Page excerpt:
___
The present proposal follows up on the previous research done in collaboration with SciLifeLab-WABI bioinformatics support (project: “RNA-Seq for EcoEvo”- RNA-Sequencing for Ecology and Evolution). In that collaboration we tested whether the similarities of gene-expression response in herbivorous caterpillars (Vanessa cardui) reflect the evolutionary history of adaptation to plants in the Vanessa and related genera, against the null hypothesis of gene-expression responses reflecting the phylogenetic relatedness of the plants in the study (as a proxy for chemical similarity).
We found two different sets of gene expression, one associated with the caterpillars feeding on a group of plants forming an ancestral host repertoire for the taxon and one associated with the caterpillars feeding on new hosts, regardless of plant chemistry (Celorio-Mancera, et al. 2016 BMC Evolutionary Biology).
___
Supplied material:
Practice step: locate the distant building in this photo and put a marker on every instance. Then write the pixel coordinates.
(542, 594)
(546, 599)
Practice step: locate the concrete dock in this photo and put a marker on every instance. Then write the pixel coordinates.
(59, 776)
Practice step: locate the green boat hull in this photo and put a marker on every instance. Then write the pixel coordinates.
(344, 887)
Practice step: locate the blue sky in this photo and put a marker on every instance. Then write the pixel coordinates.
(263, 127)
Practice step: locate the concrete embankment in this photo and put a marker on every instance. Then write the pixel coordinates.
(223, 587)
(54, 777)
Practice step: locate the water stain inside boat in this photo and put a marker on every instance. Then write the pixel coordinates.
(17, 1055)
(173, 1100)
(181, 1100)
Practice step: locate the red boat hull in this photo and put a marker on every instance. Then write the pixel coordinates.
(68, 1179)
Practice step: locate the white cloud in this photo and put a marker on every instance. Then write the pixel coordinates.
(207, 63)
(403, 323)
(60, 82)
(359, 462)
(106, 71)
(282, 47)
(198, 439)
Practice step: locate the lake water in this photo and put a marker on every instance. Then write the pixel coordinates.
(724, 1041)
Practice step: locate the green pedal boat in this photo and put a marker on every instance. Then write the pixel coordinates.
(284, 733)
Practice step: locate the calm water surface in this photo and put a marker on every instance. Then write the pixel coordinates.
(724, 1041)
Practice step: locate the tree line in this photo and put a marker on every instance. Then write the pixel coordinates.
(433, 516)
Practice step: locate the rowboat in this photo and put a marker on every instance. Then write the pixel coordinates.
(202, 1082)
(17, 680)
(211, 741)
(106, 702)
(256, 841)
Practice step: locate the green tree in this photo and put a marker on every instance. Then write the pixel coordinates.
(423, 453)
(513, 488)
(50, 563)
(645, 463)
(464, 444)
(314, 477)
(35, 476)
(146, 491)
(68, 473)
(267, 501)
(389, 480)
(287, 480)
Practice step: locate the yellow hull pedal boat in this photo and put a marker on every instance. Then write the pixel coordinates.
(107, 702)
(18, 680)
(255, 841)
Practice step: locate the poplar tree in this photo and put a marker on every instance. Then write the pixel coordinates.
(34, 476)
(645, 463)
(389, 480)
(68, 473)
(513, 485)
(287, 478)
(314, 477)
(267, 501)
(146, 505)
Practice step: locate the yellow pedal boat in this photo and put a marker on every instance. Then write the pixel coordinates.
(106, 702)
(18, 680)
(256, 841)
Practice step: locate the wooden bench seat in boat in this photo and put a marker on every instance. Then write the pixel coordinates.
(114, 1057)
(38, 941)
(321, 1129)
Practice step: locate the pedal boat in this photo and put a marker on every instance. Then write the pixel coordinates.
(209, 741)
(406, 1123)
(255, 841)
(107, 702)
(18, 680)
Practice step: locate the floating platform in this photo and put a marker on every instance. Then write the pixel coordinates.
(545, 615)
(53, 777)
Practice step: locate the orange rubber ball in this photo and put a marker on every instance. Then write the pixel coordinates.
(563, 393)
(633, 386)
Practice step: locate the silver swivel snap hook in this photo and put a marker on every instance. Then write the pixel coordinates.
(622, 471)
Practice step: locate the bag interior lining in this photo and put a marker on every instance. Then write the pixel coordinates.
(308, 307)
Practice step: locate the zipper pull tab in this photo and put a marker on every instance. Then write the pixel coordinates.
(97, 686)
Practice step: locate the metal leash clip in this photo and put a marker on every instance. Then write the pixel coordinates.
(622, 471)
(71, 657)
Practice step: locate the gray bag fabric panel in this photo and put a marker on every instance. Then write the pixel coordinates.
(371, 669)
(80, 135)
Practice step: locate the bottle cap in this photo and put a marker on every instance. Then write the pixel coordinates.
___
Directions:
A. Rewrite the paragraph of the research proposal excerpt beginning "The present proposal follows up" as a short bulleted list that keeps its main facts.
B. For each statement, say whether it agrees with the research proposal excerpt. Answer yes or no, and quote the deciding words of the excerpt.
(i) The earlier collaboration involved SciLifeLab-WABI bioinformatics support.
(ii) The two sets of gene expression depended on plant chemistry.
(iii) The caterpillars in the study were Vanessa cardui.
C. Write the next paragraph of the research proposal excerpt, picking up after its final sentence.
The lines have nothing to do with the research proposal excerpt.

Answers by item:
A.
- The proposal builds on earlier research with SciLifeLab-WABI bioinformatics support (project "RNA-Seq for EcoEvo", RNA-Sequencing for Ecology and Evolution).
- That work tested whether similar gene-expression responses in herbivorous caterpillars (Vanessa cardui) reflect the evolutionary history of adaptation to plants in Vanessa and related genera.
- The null hypothesis was that the responses reflect the phylogenetic relatedness of the plants, used as a proxy for chemical similarity.

B.
(i) Yes: "in collaboration with SciLifeLab-WABI bioinformatics support"
(ii) No: "regardless of plant chemistry"
(iii) Yes: "herbivorous caterpillars (Vanessa cardui)"

C.
These findings suggest that butterflies may retain an ancestral capability to consume plants to which their relatives have adapted through evolutionary time. In order to test this hypothesis, we will compare the expression profiles among different butterfly species within a related butterfly taxon (the Polygonia-Nymphalis group) spanning 12 My of evolution, which share at least one common plant-host i. e. Urtica dioica (nettle). The samples ready for submission consist of RNA extracted from the gut of caterpillars of the following species: Polygonia satyrus, Nymphalis xanthomelas, P. faunus and P. c-album exposed to different diet treatments. P. satyrus is a specialist on U. dioica and N. xanthomelas is a specialist on Salix sp (e.g. sallow) but the caterpillar of N. xanthomelas is also able to feed on U. dioica. P. faunus and P. c-album can consume U. dioica, as mentioned before, but also Salix sp and Ribes sp (e.g. gooseberry). Thus, we have 9 combinations of butterfly and host plant which we replicated sampling guts from 3 individuals from 3 butterfly families per combination, for a total of 81 RNA samples.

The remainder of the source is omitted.